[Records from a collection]

(begin)

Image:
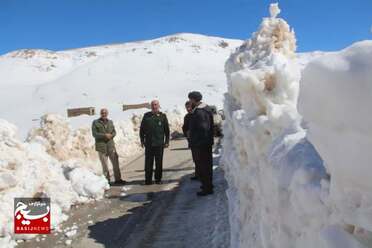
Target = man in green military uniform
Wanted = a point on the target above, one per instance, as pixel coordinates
(154, 134)
(103, 131)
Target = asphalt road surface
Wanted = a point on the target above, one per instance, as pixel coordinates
(136, 215)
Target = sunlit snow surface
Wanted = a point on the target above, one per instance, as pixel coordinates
(280, 193)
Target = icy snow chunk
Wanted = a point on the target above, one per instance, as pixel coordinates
(87, 184)
(274, 10)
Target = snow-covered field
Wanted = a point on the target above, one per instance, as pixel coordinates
(36, 82)
(47, 155)
(298, 179)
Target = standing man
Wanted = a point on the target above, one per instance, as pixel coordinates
(154, 134)
(103, 130)
(186, 132)
(201, 140)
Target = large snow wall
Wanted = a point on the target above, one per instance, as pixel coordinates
(279, 189)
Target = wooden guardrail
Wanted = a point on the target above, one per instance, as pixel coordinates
(80, 111)
(136, 106)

(end)

▶ [SET TASK]:
Print the rows again without any changes, beginning with the line that contains "Target = sunlit snow surface" and continuing through the end of the rows.

▶ [SOLUTION TO THE PROBLEM]:
Target = sunlit snow surface
Wanted = a point on the target above, one per instance, as pixel coordinates
(280, 193)
Target = icy snow chunk
Wanted = a point on the target above, one per instance, as pixel coordinates
(87, 184)
(274, 10)
Target = snow-covered field
Wanted = a point on the target above, one per instance, as pixel coordinates
(36, 82)
(47, 155)
(298, 179)
Target = standing man
Wanted = a point on the target above, one per instance, as pixel coordinates
(154, 134)
(103, 130)
(186, 132)
(201, 140)
Target = large snow wall
Wanted = a point on the target above, one per instance, as pixel coordinates
(279, 189)
Target = wooden guardrail
Wanted = a point on the target above, one per instance, as pixel coordinates
(80, 111)
(136, 106)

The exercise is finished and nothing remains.